INSTRUCTIONS TO FOLLOW ::
Starting with the line that holds "of the electrical", copy out each remaining line of the listing below, up to and including the last one, and include nothing else.

┌──

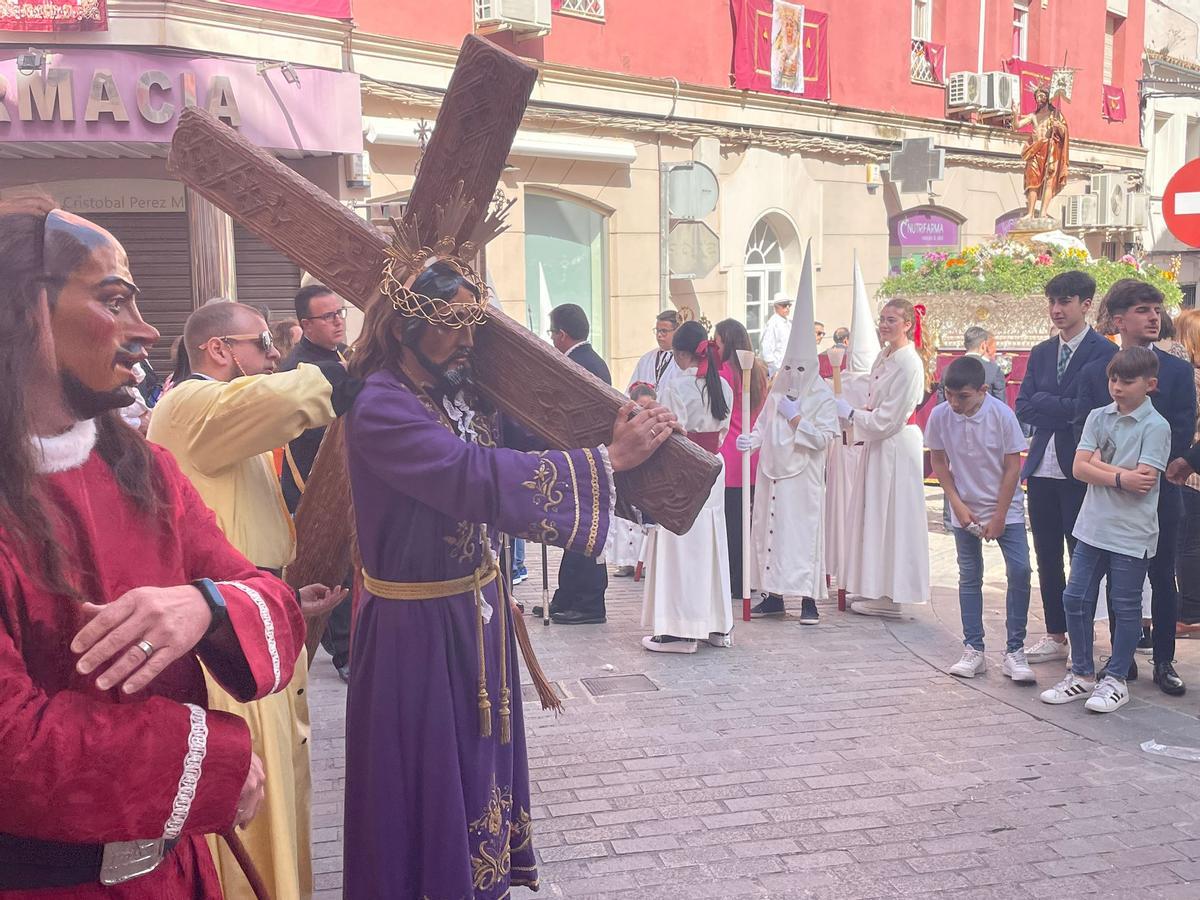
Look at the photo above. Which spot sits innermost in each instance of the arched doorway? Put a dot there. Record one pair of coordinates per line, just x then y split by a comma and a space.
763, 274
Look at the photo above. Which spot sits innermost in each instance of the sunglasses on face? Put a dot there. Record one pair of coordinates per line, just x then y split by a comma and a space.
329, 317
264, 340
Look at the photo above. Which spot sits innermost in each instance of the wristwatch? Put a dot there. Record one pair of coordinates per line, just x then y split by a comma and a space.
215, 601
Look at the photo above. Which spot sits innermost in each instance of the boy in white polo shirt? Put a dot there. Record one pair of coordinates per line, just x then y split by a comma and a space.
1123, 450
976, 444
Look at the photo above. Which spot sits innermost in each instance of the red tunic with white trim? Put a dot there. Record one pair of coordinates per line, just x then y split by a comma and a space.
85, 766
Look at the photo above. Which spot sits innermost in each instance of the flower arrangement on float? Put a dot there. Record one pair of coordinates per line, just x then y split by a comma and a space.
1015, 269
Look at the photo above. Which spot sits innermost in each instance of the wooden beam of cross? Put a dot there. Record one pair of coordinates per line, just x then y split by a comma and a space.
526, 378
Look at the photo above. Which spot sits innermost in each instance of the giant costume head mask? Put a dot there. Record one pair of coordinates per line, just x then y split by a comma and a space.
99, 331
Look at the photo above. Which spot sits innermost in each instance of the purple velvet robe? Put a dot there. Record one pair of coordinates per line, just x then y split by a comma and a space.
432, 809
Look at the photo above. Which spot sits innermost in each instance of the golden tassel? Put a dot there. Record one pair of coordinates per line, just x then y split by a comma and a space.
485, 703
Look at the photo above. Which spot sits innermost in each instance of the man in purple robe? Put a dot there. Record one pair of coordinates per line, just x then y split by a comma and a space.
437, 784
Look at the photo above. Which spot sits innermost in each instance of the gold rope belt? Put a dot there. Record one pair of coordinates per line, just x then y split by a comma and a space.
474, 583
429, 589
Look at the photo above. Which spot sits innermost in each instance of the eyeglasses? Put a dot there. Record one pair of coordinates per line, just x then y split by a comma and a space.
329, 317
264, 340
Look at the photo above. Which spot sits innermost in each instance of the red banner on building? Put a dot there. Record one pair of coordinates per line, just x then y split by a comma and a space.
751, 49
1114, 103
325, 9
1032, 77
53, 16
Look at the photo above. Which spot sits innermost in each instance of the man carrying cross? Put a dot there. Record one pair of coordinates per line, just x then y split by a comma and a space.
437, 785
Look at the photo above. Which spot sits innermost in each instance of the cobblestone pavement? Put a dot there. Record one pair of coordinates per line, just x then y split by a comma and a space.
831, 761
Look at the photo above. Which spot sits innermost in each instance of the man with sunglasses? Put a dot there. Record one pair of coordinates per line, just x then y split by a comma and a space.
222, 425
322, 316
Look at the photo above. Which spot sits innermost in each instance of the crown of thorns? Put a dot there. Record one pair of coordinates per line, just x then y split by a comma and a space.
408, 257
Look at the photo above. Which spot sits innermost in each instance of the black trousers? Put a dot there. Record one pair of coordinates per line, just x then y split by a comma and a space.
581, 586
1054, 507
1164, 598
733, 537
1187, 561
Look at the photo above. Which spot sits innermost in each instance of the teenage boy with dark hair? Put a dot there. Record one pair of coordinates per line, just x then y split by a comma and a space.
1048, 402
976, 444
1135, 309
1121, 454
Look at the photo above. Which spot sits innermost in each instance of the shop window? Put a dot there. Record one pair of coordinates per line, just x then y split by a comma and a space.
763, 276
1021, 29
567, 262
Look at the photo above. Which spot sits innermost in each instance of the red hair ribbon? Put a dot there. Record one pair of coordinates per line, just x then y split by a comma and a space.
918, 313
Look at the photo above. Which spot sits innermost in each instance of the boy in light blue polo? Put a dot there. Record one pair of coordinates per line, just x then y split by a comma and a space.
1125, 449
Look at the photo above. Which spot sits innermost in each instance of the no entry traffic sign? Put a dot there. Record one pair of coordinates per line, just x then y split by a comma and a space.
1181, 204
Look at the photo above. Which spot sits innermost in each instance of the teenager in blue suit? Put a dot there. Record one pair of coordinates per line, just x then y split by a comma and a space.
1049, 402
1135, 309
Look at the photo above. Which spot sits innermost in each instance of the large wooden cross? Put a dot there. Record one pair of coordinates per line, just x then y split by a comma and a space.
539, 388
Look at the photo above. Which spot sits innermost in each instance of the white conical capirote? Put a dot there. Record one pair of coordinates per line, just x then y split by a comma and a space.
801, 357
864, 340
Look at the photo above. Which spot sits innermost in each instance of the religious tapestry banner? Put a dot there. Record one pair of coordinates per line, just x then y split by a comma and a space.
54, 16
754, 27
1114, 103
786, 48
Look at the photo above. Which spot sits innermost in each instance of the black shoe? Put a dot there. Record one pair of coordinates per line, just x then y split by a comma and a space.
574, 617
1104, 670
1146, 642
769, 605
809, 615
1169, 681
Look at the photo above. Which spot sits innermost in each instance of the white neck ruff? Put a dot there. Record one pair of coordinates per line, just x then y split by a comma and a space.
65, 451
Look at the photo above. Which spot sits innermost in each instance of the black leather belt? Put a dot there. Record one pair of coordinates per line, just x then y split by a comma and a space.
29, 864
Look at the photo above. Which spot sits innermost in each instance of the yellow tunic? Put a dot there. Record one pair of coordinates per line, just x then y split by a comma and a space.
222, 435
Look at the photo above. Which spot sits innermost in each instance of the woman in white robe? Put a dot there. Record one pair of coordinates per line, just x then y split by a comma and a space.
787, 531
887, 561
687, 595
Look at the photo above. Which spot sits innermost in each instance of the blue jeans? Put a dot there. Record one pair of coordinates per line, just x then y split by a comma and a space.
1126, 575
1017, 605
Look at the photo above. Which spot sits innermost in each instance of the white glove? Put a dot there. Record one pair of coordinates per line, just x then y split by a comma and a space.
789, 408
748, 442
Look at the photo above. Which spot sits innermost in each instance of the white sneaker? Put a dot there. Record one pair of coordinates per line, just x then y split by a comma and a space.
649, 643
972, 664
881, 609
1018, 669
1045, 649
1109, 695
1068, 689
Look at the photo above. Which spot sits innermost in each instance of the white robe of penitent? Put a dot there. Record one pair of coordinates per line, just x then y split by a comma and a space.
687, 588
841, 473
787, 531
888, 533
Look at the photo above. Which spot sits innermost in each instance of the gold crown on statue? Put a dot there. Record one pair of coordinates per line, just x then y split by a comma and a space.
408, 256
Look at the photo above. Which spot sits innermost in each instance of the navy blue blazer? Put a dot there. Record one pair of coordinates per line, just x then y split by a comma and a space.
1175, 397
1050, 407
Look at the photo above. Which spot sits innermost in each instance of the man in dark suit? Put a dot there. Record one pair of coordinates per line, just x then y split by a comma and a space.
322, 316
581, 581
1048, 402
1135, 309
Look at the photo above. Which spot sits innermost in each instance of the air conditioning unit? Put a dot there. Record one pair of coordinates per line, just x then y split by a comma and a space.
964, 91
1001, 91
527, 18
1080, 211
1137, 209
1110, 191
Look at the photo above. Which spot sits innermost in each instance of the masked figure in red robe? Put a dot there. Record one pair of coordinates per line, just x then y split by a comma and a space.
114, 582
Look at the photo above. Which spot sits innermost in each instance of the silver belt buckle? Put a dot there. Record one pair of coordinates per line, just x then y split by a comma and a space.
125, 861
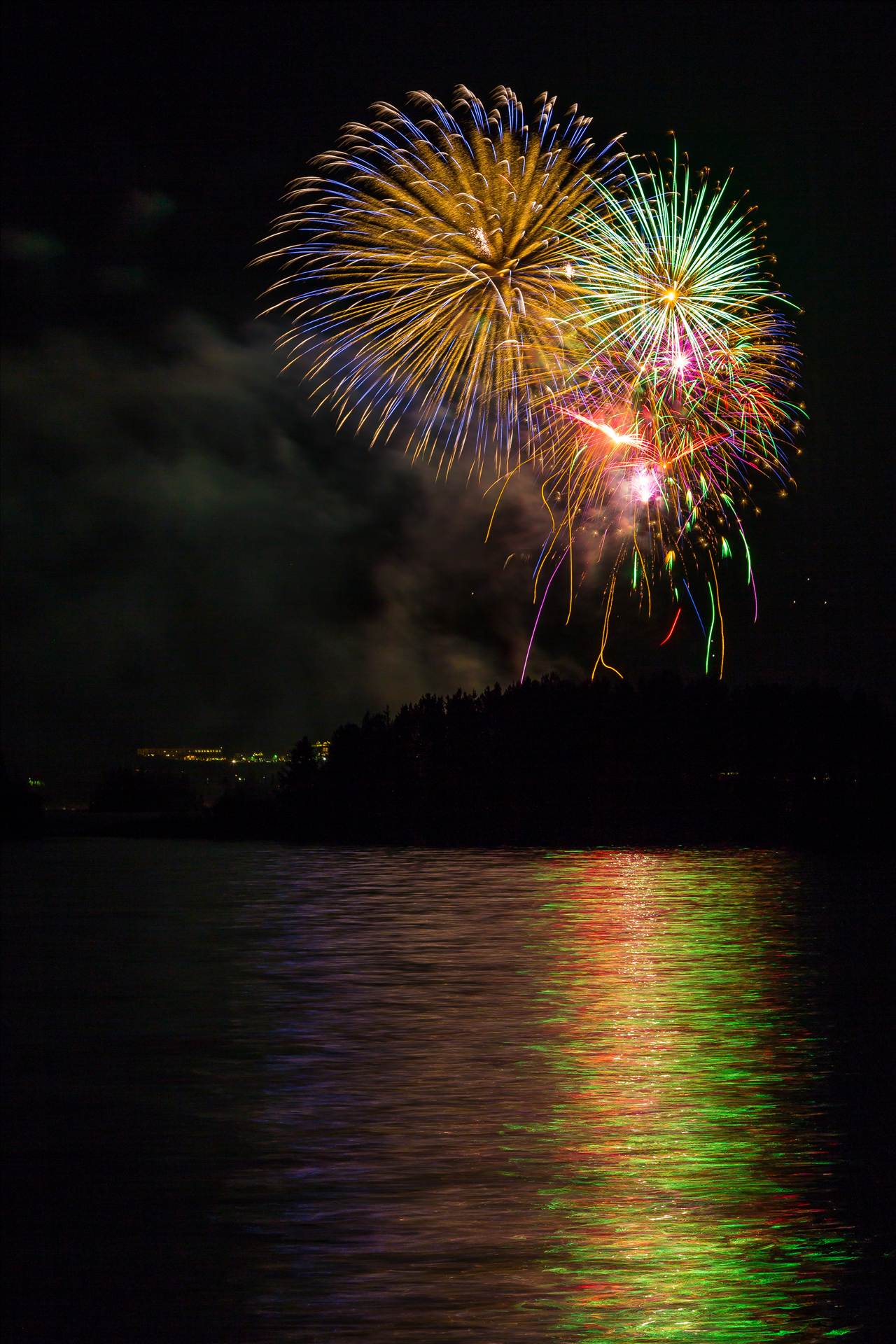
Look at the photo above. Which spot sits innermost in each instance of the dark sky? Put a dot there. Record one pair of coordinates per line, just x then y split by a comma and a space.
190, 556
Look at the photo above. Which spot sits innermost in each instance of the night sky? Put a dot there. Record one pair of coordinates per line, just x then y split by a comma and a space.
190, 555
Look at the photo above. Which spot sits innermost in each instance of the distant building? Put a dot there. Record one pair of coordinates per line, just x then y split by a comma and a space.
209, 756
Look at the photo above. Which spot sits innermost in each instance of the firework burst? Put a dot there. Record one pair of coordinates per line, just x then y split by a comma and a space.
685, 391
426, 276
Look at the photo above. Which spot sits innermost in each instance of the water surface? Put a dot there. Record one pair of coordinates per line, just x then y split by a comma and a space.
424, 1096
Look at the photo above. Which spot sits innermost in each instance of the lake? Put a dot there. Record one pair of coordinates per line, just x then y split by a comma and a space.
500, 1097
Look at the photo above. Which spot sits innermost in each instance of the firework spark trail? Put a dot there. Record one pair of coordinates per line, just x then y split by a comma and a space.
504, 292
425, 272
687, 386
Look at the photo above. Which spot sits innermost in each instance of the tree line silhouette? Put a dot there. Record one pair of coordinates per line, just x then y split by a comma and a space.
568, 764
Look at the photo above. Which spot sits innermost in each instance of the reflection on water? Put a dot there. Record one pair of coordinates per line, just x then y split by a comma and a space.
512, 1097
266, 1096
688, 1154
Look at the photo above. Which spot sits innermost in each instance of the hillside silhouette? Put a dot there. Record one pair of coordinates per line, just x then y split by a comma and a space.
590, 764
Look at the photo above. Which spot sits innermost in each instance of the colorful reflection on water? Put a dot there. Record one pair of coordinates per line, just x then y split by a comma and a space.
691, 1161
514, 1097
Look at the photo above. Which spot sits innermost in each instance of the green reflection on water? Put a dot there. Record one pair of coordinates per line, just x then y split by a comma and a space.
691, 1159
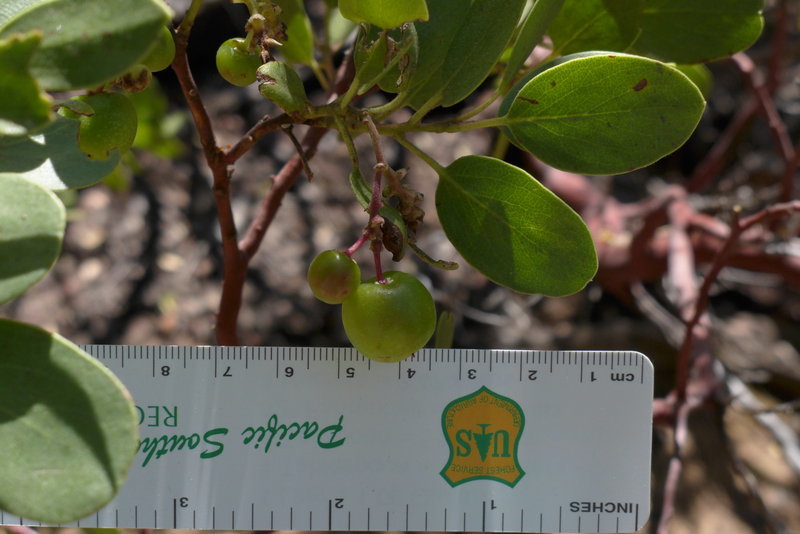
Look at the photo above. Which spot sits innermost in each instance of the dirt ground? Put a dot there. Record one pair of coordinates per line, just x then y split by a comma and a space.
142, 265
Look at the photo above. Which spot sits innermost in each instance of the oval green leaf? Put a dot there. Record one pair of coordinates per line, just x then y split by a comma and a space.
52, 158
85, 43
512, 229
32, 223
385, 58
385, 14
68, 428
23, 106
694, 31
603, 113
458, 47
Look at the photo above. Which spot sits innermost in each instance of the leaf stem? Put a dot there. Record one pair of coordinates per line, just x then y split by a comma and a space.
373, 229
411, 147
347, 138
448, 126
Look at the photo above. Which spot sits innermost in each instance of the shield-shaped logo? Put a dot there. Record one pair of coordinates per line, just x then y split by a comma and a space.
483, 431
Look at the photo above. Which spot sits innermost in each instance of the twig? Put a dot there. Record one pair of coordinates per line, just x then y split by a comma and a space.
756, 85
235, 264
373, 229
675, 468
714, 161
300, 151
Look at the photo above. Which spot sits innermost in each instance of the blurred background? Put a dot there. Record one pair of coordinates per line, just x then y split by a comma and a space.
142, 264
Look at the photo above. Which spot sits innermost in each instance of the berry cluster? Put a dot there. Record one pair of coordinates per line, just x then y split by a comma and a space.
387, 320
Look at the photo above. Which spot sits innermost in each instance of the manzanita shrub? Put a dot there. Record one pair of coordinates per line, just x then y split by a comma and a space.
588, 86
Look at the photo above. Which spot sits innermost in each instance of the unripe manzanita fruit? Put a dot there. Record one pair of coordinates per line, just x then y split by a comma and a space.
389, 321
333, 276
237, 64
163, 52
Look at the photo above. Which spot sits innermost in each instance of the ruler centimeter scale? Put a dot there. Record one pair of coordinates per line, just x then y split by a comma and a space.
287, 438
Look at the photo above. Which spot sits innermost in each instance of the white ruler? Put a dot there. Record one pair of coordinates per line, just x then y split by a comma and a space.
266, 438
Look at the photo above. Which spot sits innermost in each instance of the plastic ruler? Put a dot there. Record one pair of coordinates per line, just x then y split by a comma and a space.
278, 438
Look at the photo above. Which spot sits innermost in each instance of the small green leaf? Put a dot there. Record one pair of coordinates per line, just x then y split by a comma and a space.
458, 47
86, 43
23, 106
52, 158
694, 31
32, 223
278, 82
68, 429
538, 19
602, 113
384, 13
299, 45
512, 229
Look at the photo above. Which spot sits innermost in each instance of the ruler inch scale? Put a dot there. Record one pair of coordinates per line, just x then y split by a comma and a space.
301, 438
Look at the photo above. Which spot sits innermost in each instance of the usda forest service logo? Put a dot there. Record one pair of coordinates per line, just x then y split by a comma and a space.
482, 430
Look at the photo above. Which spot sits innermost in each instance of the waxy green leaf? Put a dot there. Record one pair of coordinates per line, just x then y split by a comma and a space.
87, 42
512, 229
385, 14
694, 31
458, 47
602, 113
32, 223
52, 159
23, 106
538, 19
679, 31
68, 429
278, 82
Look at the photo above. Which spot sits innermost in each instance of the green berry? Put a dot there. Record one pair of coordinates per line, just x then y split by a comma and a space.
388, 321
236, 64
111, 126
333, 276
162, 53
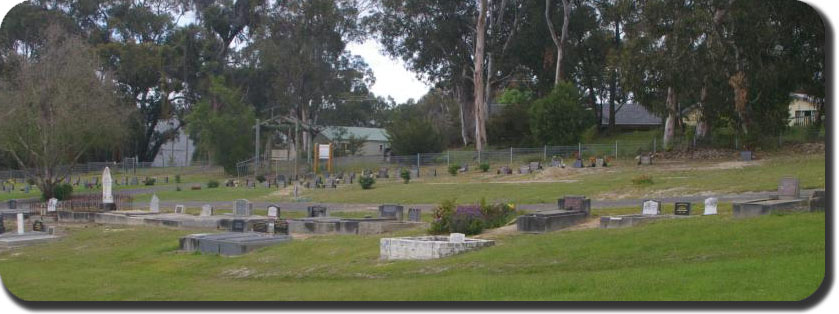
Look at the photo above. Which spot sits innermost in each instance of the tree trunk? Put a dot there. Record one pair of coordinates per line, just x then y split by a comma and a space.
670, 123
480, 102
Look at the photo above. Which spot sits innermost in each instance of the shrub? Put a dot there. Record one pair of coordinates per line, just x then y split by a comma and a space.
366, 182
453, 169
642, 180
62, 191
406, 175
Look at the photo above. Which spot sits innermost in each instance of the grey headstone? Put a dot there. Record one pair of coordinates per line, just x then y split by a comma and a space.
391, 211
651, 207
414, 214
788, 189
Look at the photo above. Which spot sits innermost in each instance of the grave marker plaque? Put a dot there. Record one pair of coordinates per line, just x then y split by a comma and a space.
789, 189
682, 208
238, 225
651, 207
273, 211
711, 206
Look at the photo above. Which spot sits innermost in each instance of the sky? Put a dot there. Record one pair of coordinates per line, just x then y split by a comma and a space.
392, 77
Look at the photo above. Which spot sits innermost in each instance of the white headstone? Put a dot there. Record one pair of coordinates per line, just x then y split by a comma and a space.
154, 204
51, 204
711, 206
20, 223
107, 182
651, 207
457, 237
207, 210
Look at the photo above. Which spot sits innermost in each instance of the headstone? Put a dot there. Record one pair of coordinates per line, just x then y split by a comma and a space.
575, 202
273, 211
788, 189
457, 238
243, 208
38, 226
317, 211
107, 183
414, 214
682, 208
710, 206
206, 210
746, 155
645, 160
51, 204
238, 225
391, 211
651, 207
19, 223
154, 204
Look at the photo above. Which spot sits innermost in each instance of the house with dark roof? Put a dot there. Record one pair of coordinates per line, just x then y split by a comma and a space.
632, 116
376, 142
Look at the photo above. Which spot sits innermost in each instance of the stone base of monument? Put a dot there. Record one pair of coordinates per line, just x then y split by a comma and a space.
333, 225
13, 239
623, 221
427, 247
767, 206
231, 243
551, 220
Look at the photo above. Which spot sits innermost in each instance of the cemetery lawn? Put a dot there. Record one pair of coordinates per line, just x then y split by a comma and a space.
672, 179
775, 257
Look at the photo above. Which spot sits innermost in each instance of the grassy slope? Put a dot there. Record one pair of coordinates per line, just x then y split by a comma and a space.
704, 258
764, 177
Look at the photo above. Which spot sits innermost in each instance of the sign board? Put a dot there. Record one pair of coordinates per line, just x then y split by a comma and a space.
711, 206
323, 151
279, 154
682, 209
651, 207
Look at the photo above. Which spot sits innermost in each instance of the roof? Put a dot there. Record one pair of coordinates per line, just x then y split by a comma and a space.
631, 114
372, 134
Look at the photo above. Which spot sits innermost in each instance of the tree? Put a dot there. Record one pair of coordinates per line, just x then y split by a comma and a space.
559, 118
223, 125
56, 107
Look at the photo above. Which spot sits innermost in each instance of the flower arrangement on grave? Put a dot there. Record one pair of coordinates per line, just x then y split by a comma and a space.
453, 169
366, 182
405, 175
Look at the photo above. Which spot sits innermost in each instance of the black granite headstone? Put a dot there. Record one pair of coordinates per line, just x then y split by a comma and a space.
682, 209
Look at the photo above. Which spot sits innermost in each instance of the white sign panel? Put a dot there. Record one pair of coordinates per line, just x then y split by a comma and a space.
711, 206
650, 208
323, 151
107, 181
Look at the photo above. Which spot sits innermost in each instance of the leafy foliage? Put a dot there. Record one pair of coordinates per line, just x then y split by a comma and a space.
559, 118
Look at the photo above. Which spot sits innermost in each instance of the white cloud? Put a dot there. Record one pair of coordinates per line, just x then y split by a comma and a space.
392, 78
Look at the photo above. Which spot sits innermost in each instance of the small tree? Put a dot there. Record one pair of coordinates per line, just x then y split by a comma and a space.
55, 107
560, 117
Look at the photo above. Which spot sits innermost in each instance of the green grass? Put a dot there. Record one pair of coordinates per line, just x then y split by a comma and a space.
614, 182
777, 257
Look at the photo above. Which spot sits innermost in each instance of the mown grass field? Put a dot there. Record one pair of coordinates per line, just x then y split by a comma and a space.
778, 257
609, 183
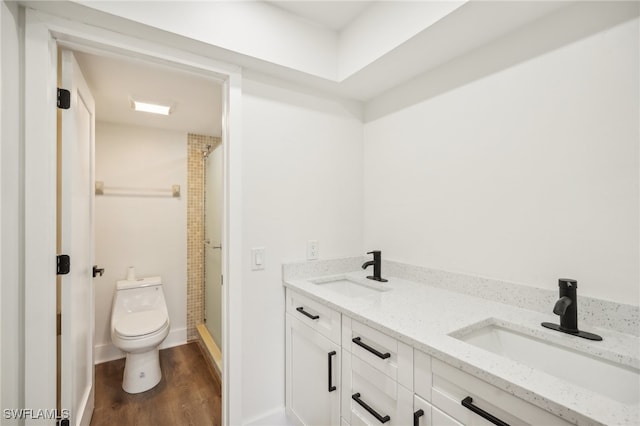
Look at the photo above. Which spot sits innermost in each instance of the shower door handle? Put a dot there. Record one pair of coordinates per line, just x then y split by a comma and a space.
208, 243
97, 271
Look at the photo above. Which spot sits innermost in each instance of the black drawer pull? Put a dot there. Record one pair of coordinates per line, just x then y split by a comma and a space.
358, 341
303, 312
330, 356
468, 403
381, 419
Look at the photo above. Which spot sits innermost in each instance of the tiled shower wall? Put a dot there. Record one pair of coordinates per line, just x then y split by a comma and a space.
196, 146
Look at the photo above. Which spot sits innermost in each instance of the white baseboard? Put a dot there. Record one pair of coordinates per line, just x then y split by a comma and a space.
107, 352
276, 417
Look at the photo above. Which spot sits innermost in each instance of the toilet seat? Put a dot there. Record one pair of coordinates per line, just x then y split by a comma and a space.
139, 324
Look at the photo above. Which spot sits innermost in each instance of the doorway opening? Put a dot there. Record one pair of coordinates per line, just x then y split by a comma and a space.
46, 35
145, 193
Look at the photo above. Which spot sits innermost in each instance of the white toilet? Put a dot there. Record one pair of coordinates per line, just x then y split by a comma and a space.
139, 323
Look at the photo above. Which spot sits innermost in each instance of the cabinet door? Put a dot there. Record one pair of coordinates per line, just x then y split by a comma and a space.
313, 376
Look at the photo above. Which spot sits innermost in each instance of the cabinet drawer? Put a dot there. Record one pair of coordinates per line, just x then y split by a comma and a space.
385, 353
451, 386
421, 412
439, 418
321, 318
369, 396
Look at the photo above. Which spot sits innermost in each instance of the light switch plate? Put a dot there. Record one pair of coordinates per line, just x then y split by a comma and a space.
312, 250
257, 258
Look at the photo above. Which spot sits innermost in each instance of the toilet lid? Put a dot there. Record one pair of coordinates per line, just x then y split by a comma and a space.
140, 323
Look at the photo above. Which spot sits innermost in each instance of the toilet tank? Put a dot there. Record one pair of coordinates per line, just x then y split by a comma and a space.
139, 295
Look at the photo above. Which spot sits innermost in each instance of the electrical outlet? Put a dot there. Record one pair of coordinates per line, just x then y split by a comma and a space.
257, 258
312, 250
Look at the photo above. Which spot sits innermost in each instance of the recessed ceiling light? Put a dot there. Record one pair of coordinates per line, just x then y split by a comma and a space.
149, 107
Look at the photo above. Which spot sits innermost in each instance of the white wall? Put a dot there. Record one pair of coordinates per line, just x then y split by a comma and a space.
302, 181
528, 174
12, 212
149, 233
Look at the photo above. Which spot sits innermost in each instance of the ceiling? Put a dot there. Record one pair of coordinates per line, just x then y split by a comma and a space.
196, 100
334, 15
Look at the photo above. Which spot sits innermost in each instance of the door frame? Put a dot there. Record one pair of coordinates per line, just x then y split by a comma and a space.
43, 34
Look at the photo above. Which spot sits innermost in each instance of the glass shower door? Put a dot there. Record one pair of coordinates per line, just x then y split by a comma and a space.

└──

ANSWER TO THE PROBLEM ::
Look at the photo above. Which spot sits innermost in each instance of the electrical outlet? Put a dot there. Record one pair of coordinates per line, just x then y split by a comma and a space.
257, 258
312, 250
Look at the photo above. Which spot sits innermost in each instance of the recessed ceiling light? Put a dot there. Record one pair of coordinates per line, just x then y split by a comma and a space.
149, 107
Look at the photo above. Which spot sits innermost in each instance of the white wall? Put a dot there. Record one pair of coordinates per line, just x then y split by a comma and a space.
302, 181
528, 174
12, 212
149, 233
Look at the photo above. Which spot sits innermost in each instance of the ceiling? Put a dot there. Record one pair of coordinates per line, just x then y split by a comma and a space.
196, 100
334, 15
Look at the photo above. Which spot sits innermost in each instance of the door frame? Put a dot there. Record one pair of coordinates per line, just x then y split by a comma and a space.
43, 34
Look at the photo above. Which spot sits innermost in each instance of the glass shower door? Put a dot there. Record one pair of coordinates per line, just x then y split by a comma and a space.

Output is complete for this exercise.